Goal of the exercise:
Reproduce only the section of the records that begins with the line containing "fascia board and record the coordinates." and runs through the end of the records, replacing "tree" with "shrub" and leaving all else unchanged.

(Dataset entries)
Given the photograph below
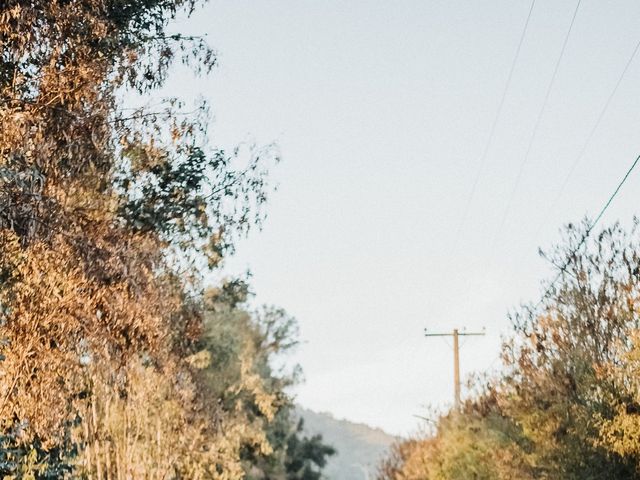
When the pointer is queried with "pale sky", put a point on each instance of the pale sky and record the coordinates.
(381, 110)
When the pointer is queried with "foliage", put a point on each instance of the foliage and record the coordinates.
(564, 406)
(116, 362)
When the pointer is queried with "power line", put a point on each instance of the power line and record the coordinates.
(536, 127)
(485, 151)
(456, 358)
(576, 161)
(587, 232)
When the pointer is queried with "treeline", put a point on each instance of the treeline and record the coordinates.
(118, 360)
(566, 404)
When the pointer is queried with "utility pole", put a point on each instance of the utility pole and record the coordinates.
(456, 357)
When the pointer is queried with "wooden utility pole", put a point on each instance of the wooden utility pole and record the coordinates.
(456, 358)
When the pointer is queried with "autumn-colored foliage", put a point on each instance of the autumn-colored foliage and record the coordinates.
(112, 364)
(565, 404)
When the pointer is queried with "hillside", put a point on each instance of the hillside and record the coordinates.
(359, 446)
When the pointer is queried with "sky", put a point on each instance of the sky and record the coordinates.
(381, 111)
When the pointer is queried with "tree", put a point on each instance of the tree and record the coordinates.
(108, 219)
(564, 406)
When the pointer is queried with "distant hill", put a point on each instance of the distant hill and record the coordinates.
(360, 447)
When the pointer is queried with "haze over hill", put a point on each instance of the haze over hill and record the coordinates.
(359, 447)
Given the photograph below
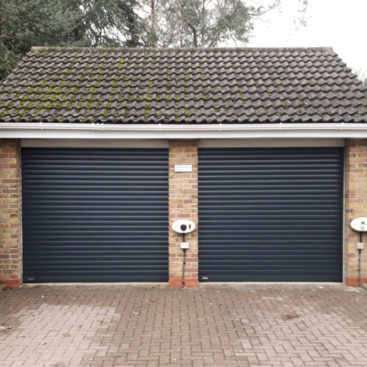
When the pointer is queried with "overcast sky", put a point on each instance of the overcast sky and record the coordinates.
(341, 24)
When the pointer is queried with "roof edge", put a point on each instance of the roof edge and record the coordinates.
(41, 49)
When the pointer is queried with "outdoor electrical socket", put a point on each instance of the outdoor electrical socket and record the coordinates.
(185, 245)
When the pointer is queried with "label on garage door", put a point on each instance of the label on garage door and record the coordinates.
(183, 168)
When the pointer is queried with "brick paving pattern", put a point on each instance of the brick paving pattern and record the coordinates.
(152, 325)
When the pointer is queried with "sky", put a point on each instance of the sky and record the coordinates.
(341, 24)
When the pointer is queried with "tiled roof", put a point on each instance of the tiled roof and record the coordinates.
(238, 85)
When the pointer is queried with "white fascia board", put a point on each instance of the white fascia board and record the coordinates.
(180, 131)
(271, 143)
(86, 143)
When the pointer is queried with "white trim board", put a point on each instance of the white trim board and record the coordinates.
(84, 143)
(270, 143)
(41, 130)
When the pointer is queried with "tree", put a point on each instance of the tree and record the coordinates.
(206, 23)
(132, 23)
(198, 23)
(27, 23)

The reply:
When the pointer is queried with "white fascia board", put a point on each instance of the white fascia board and record the coordinates.
(180, 131)
(271, 143)
(86, 143)
When the pointer is queried with "white trim board", put a point on each instance of the white trim board and record the coordinates.
(84, 143)
(270, 143)
(41, 130)
When the pointer is queried with "shrub", put a point on each instance of the shrub and record the coordinates.
(206, 23)
(132, 23)
(198, 23)
(27, 23)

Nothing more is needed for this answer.